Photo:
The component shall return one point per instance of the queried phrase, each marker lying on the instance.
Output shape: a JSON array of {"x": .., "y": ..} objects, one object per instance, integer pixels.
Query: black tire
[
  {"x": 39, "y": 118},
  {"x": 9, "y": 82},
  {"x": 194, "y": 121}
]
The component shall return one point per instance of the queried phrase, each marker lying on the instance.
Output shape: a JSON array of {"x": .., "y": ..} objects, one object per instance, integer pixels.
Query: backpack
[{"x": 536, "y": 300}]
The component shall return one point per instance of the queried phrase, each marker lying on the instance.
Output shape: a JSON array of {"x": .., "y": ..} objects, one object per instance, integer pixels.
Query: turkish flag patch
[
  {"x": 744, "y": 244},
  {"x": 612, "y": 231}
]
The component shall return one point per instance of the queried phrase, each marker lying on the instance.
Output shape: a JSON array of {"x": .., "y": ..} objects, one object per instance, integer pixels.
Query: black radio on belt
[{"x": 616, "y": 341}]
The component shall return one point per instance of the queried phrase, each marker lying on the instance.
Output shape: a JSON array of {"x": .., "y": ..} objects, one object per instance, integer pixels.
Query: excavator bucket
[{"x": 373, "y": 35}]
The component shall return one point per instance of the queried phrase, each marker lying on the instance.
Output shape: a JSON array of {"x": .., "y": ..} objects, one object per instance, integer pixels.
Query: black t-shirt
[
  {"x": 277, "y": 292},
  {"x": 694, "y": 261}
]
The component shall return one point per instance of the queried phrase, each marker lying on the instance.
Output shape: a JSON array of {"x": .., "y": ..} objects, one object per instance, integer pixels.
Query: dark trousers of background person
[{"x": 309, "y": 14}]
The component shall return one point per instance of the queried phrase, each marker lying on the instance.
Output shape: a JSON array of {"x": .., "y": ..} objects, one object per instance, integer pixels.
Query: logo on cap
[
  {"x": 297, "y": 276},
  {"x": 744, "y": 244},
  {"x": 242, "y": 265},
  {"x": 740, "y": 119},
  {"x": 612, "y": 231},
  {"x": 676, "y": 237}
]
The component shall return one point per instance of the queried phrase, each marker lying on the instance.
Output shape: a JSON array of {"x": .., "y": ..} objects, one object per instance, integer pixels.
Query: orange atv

What the exercise asks: Could you copy out all the material word for word?

Result for this task:
Photo:
The component shall return one point per instance of the queried phrase, each marker lying on the instance.
Output shape: a JSON array of {"x": .., "y": ..} objects, one object per instance, integer pixels.
Query: black tire
[
  {"x": 39, "y": 118},
  {"x": 9, "y": 82},
  {"x": 194, "y": 121}
]
The component shall return one point per instance of the queried phrase, each marker lying on the instance.
Output shape: a JSON array of {"x": .., "y": ..} objects, one object per instance, integer pixels.
Query: backpack
[{"x": 536, "y": 300}]
The component shall return one point per instance of the queried phrase, each marker lying on the instance.
Output shape: a JSON array of {"x": .., "y": ..} objects, one object per instance, integer pixels.
Query: turkish flag patch
[
  {"x": 744, "y": 244},
  {"x": 612, "y": 231}
]
The component shall return one point per instance of the queried phrase, each marker lying on the instance.
Output shape: a JSON array of {"x": .., "y": ..} objects, one object per instance, integer pixels.
Query: black radio on belt
[{"x": 616, "y": 341}]
The component shall return one point per instance of the queried phrase, each marker lying on the instance.
Output shape: a JSON array of {"x": .., "y": ..} objects, one object per instance, integer pixels.
Query: excavator bucket
[{"x": 373, "y": 35}]
The component shall return one point per instance of the queried phrase, each marker lying on the instance.
Output shape: a JSON array of {"x": .., "y": ..} objects, one object per instance, integer pixels.
Query: black t-shirt
[
  {"x": 277, "y": 292},
  {"x": 694, "y": 261}
]
The component shall return one point per instance of the queried phrase, each marker lying on the instance.
Output shape: a JSON array of {"x": .., "y": ..} objects, one object per instance, integer pixels.
Query: dark trousers of background person
[{"x": 309, "y": 14}]
The component shall return one point per instance of the queried phrase, each marker lying on the instance.
Output shape: a JSON array of {"x": .., "y": ..} objects, one object per instance, integer pixels.
Query: logo on cap
[
  {"x": 297, "y": 276},
  {"x": 744, "y": 244},
  {"x": 242, "y": 265},
  {"x": 740, "y": 119},
  {"x": 612, "y": 231},
  {"x": 676, "y": 237}
]
The component shall return one point per instance of the queried phrase, each marker lying on the instance.
Output shape: a JSON array of {"x": .., "y": ..} objects, one object per instance, integer pixels.
Query: orange atv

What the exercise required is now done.